* **EXERCISE AIM**
Quote, word for word, every line starting at the line that contains "Exercise. Point out every instance of the fine" and ending with the last line of the records; include both of these lines and no others.

* **EXTRACTED MATERIAL**
.....

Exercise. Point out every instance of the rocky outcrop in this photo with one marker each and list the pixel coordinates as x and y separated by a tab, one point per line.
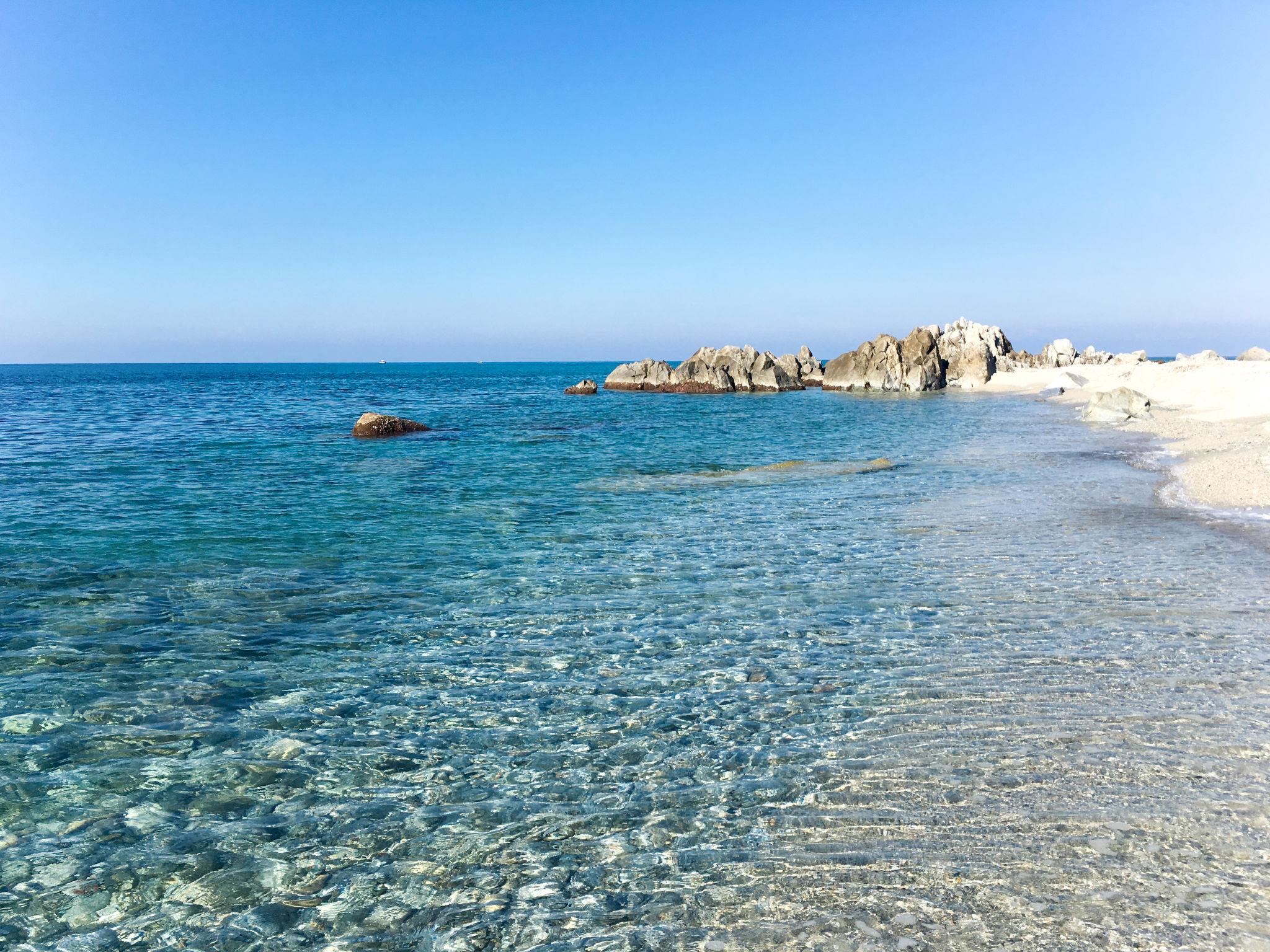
803	367
1018	361
1061	353
732	368
641	375
723	369
887	363
1117	405
970	352
380	426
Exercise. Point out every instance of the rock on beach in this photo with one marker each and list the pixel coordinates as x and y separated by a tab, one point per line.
1119	405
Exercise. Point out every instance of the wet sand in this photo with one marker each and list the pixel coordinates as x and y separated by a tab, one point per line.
1215	415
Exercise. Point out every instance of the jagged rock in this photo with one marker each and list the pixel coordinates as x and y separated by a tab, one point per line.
803	367
887	363
742	368
970	352
1117	405
380	426
1018	361
1061	353
641	375
1133	357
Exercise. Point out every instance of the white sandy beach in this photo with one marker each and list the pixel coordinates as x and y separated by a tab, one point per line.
1214	414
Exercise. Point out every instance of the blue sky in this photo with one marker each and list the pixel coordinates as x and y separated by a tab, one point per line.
574	180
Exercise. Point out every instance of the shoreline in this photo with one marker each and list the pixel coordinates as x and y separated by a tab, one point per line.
1212	418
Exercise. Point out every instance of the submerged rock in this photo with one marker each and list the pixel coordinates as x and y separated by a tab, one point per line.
1119	405
379	426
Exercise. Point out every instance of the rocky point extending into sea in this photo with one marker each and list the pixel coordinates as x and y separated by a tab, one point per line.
962	355
1213	412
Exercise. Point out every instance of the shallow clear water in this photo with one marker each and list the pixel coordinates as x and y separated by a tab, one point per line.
572	673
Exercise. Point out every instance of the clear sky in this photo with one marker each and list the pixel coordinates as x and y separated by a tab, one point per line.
573	180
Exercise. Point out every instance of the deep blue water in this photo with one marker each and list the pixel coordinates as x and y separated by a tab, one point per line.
580	673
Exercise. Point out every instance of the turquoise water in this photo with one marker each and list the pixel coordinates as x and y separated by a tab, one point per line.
572	673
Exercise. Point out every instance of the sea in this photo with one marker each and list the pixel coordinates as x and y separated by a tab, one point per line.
799	671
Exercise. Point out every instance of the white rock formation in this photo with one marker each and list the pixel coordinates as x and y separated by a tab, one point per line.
1117	405
970	352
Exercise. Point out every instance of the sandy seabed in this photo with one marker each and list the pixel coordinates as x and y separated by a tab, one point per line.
1213	414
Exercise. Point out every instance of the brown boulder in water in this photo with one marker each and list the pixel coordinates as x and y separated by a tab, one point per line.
381	426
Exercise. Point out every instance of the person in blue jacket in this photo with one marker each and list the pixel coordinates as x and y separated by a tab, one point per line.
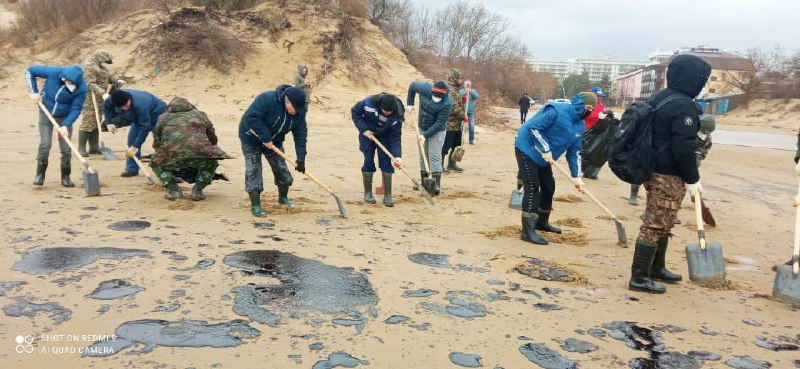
435	108
264	126
555	129
142	110
63	95
379	117
473	96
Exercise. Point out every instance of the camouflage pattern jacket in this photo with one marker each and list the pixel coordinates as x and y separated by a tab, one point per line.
182	133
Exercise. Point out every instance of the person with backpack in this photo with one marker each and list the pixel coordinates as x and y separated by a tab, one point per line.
656	145
554	130
379	117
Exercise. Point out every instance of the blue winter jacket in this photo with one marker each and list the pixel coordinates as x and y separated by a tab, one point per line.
556	128
144	112
366	116
267	116
473	95
432	116
56	98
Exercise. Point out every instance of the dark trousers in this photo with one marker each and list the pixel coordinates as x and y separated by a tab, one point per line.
538	184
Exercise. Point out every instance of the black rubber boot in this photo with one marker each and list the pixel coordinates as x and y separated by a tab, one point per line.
197	191
529	229
387	189
255	204
643	257
283	196
659	270
366	177
82	137
543	224
633	200
66	170
174	192
41	168
94	142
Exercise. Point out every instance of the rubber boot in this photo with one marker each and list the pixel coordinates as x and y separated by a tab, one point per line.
41	168
82	137
255	204
367	179
643	257
543	224
94	142
437	183
283	196
387	189
659	270
633	200
197	191
174	192
529	229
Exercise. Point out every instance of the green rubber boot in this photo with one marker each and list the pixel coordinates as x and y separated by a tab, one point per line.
367	179
283	197
255	204
387	190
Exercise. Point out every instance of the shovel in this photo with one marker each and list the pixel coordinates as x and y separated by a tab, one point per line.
424	193
339	202
149	175
109	155
427	183
787	281
706	264
622	238
91	179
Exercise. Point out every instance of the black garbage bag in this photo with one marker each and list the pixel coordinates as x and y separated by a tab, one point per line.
595	146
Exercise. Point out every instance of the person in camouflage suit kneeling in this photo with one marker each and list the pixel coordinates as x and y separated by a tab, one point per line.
98	78
184	138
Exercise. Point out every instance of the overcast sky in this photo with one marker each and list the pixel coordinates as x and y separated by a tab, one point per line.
630	29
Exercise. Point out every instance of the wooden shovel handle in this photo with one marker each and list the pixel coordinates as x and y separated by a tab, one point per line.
66	139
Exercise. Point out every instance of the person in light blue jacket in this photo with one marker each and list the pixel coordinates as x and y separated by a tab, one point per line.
63	95
555	130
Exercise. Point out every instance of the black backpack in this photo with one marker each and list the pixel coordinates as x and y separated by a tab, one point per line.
631	155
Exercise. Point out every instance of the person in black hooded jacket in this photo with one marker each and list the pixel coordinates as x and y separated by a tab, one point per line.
675	128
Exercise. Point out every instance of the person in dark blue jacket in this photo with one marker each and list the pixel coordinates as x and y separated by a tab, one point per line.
271	116
554	130
379	117
142	110
435	107
63	95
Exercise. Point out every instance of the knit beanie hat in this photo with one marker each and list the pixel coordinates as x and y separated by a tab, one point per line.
120	97
589	98
439	89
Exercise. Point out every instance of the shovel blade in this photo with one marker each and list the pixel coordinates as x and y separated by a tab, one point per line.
787	286
91	182
705	267
516	200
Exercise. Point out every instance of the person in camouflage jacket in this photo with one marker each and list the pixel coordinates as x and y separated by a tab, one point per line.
184	137
98	78
455	121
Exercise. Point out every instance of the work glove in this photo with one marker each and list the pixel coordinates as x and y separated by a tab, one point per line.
694	188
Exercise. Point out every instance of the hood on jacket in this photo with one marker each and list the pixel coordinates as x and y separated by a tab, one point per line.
688	74
73	74
179	105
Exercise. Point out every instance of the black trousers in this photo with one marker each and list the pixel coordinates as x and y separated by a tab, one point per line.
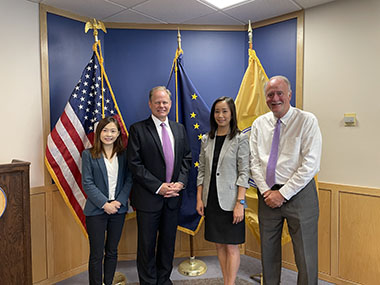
155	263
102	245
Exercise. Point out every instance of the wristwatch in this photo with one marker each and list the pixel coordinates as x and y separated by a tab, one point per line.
241	201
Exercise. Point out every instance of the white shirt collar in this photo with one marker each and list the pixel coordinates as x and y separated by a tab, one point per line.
284	119
158	122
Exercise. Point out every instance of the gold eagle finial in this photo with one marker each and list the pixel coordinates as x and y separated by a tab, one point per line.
95	25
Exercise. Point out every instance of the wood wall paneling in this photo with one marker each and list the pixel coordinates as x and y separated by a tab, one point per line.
70	244
38	232
359	232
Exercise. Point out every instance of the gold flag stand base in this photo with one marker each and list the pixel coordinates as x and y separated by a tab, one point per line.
192	267
257	277
119	279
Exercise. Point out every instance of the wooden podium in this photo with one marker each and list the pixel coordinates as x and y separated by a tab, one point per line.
15	243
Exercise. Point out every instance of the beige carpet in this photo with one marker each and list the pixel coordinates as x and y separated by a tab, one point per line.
209	281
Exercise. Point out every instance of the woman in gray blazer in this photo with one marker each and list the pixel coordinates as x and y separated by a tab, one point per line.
107	183
222	181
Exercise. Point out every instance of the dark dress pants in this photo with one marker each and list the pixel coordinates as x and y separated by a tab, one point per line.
102	245
154	266
301	213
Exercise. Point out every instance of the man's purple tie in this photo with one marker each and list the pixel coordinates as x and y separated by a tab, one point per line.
168	153
271	168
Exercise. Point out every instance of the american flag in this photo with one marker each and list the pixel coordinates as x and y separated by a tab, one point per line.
91	100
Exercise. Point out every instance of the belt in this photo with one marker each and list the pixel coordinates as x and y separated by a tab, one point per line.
276	186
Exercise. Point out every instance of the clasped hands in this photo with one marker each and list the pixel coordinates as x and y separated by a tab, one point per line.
112	207
273	198
170	189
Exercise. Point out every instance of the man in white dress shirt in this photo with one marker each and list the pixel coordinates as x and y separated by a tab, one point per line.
286	181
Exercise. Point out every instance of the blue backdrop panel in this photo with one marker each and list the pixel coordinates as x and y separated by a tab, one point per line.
276	47
137	60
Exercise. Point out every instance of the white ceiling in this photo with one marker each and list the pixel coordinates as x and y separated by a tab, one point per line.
194	12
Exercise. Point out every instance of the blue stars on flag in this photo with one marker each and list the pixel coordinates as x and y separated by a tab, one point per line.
86	98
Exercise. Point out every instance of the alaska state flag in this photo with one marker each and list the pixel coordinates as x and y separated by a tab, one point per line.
189	109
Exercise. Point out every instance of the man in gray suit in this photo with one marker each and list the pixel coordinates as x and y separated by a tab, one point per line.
286	147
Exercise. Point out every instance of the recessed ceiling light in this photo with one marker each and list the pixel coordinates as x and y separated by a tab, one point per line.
221	4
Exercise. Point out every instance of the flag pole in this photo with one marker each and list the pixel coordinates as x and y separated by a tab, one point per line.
249	34
119	278
259	276
192	266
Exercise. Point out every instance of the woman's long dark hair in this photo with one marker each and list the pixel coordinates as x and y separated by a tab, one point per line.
97	148
233	123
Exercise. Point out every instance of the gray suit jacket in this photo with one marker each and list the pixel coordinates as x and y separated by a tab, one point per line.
232	170
95	183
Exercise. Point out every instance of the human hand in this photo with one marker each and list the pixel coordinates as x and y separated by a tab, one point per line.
200	207
273	198
238	213
117	204
110	208
168	190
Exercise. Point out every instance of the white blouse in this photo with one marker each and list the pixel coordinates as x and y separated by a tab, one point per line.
112	171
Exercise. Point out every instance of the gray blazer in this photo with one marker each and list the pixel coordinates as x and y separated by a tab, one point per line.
232	170
95	183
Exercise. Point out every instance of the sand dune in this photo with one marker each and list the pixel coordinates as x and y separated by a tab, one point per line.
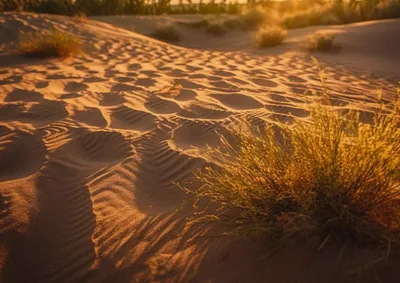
90	149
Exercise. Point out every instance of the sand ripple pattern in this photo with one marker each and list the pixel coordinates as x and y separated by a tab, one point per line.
98	142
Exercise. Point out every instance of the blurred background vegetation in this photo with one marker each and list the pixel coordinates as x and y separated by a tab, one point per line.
292	13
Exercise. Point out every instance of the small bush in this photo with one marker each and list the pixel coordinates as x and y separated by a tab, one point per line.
196	24
254	17
167	33
270	36
53	43
330	176
81	17
320	42
311	17
216	28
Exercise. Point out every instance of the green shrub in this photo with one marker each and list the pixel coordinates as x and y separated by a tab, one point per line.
254	17
329	176
311	17
234	23
52	43
270	36
216	28
167	33
196	24
321	42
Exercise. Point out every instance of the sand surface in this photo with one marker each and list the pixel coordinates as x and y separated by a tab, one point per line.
90	149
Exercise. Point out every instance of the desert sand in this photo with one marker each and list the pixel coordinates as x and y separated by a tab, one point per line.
90	149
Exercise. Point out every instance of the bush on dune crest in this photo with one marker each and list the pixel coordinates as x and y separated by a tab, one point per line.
270	36
52	43
216	28
167	33
321	42
331	177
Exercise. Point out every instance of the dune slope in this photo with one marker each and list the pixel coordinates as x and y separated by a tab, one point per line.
90	149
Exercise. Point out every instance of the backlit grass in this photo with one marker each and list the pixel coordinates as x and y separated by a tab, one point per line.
47	44
270	36
329	176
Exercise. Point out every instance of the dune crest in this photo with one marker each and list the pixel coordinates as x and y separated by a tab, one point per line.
90	149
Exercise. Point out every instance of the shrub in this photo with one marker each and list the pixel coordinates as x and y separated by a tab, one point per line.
254	17
314	16
81	17
320	42
330	176
167	33
196	24
52	43
270	36
216	28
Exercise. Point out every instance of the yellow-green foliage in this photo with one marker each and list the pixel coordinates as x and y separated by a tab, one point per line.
81	17
270	36
52	43
167	33
321	42
330	176
216	28
319	15
254	17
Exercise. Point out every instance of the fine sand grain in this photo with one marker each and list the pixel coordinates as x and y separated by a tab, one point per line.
90	149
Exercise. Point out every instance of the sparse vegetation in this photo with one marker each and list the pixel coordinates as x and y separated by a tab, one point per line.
322	42
254	17
329	176
234	23
270	36
81	17
51	43
167	33
216	28
196	24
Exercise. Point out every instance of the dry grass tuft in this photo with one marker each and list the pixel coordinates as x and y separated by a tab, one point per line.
321	42
52	43
167	33
216	28
254	17
270	36
81	18
331	176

.....

* **ANSWER TO THIS EXERCISE**
Exercise. Point out every instance of the fine sand grain in this photo with one marker each and list the pixel coordinates as x and y separated by a tab, one point per line.
90	149
Exercise. Point out every instance of the sparse vegetation in this photo with one marker each and list the pixel coordinates as x and y separated by a tab, one point per line.
322	42
254	17
329	176
234	23
270	36
81	17
51	43
167	33
216	28
196	24
Exercise. Point out every instance of the dry grass tuft in this photo with one marker each and list the pixel coordinates as x and y separated by a tab, one point per line.
321	42
52	43
167	33
216	28
254	17
270	36
81	18
331	176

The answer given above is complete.